> **WHAT THE TASK ASKS**
Work out how many of the rows below contain the string "pine", with case counting, and reply with only that number.

(Point labels for objects)
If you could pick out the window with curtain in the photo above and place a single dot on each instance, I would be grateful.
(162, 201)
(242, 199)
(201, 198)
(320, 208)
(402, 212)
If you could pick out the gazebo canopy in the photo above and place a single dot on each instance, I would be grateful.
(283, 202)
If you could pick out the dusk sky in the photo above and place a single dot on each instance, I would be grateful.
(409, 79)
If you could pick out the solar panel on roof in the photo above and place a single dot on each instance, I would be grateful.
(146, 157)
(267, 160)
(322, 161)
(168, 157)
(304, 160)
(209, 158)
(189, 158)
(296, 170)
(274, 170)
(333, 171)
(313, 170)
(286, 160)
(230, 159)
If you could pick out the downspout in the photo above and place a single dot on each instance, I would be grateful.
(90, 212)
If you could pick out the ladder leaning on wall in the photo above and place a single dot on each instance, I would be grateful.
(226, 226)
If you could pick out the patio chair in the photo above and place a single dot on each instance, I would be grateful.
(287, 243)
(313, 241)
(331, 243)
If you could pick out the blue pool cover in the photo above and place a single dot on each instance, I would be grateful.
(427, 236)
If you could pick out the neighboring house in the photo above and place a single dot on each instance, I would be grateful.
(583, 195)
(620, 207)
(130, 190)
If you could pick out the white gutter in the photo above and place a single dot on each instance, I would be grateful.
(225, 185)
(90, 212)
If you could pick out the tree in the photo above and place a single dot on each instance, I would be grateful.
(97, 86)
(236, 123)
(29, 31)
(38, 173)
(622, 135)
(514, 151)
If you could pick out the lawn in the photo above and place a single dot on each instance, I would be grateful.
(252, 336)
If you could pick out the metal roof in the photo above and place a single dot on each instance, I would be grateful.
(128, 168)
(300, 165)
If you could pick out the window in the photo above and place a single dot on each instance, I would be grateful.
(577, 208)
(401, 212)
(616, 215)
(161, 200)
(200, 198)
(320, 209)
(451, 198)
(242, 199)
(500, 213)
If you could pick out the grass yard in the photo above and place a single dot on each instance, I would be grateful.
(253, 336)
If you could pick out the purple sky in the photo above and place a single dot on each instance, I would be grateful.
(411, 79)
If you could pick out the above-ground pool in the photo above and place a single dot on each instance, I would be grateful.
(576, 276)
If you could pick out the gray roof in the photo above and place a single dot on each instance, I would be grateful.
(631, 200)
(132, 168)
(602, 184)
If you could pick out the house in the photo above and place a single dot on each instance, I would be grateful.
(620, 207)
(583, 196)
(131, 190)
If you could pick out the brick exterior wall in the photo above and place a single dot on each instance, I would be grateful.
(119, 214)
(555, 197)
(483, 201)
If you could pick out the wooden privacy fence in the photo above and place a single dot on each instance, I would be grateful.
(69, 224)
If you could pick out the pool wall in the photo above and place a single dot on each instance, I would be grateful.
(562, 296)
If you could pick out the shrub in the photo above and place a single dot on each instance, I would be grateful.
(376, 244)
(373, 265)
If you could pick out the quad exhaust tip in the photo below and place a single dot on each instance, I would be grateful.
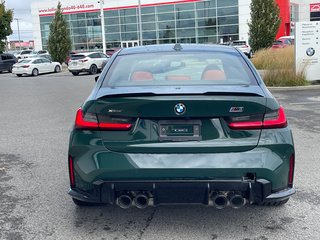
(236, 200)
(141, 201)
(124, 201)
(220, 201)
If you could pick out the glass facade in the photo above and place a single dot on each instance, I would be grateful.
(208, 21)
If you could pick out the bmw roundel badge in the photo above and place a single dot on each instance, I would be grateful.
(180, 109)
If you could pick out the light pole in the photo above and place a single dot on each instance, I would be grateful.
(102, 26)
(18, 32)
(140, 24)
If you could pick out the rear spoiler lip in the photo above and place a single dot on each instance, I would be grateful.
(177, 90)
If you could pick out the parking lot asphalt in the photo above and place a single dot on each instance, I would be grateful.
(36, 116)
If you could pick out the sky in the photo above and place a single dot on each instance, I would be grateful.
(22, 11)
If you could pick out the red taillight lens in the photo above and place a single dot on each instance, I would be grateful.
(291, 171)
(278, 120)
(71, 172)
(245, 125)
(89, 121)
(81, 122)
(115, 126)
(271, 120)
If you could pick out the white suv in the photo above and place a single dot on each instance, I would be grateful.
(25, 54)
(90, 62)
(243, 47)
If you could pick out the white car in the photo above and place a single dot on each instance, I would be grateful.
(243, 47)
(90, 62)
(35, 66)
(25, 54)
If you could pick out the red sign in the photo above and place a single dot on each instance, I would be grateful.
(315, 7)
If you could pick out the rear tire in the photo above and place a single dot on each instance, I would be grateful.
(35, 72)
(82, 203)
(93, 69)
(57, 69)
(275, 203)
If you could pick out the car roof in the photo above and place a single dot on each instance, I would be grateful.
(34, 58)
(85, 53)
(178, 47)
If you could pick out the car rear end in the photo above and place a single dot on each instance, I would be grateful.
(191, 124)
(79, 63)
(24, 66)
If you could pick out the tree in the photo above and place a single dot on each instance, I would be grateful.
(264, 23)
(6, 17)
(59, 41)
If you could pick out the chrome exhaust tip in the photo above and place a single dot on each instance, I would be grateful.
(141, 201)
(124, 201)
(220, 201)
(236, 200)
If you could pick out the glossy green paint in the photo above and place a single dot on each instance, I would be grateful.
(220, 154)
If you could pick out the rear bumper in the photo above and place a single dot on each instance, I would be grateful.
(182, 192)
(79, 70)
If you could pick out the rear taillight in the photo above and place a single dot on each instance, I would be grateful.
(90, 121)
(71, 172)
(291, 171)
(275, 119)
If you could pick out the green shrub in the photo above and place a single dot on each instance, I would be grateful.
(279, 66)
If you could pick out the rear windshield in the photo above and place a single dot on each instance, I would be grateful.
(277, 42)
(77, 56)
(182, 69)
(239, 43)
(25, 61)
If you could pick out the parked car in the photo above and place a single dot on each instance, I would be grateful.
(6, 62)
(25, 54)
(281, 43)
(291, 38)
(180, 124)
(244, 47)
(35, 66)
(111, 51)
(40, 52)
(69, 57)
(90, 62)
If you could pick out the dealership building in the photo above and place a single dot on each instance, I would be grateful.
(162, 21)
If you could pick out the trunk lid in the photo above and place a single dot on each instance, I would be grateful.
(158, 126)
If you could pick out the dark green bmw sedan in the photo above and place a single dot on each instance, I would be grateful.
(180, 124)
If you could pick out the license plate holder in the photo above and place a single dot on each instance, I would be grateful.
(179, 130)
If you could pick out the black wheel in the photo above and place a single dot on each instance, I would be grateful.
(82, 203)
(275, 203)
(57, 69)
(93, 69)
(35, 72)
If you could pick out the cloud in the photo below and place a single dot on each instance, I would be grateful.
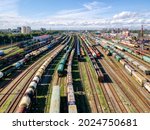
(89, 16)
(125, 14)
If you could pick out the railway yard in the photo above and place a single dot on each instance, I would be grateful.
(74, 72)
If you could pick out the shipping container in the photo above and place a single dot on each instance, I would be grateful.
(72, 108)
(55, 100)
(139, 78)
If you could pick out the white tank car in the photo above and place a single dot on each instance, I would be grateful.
(25, 101)
(55, 100)
(1, 74)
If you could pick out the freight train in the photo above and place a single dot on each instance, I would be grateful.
(8, 70)
(61, 66)
(120, 57)
(72, 108)
(27, 99)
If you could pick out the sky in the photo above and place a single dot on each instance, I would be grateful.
(75, 14)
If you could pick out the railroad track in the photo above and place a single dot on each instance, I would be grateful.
(129, 94)
(93, 88)
(19, 79)
(120, 71)
(135, 90)
(138, 59)
(114, 102)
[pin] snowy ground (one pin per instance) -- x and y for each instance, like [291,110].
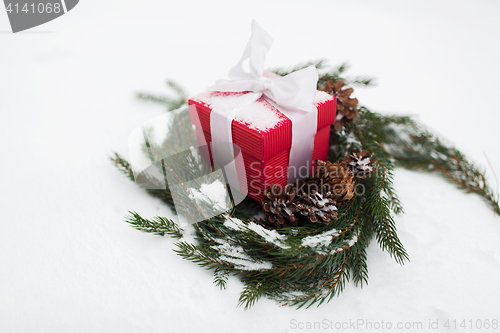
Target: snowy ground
[68,262]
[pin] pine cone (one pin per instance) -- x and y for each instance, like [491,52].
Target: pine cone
[334,180]
[278,208]
[360,164]
[346,106]
[293,206]
[315,208]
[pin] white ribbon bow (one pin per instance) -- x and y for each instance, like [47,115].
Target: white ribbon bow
[293,95]
[295,91]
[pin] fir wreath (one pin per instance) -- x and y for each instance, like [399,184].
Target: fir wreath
[302,263]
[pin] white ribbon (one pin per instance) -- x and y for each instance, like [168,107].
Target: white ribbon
[293,95]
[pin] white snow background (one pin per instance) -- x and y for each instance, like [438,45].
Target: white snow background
[68,262]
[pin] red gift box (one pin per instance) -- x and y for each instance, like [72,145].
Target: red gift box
[264,136]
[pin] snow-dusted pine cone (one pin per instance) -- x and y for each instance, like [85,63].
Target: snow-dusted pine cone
[347,107]
[277,205]
[360,164]
[315,208]
[334,180]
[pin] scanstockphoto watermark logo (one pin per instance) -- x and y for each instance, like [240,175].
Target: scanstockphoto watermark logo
[25,15]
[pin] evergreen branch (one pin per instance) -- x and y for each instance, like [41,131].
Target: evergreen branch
[360,267]
[151,185]
[158,225]
[172,103]
[415,148]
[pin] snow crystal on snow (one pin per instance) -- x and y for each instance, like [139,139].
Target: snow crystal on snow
[233,222]
[214,192]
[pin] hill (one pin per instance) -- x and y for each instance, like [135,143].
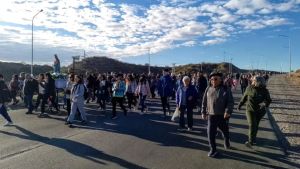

> **TASK SOLUTION**
4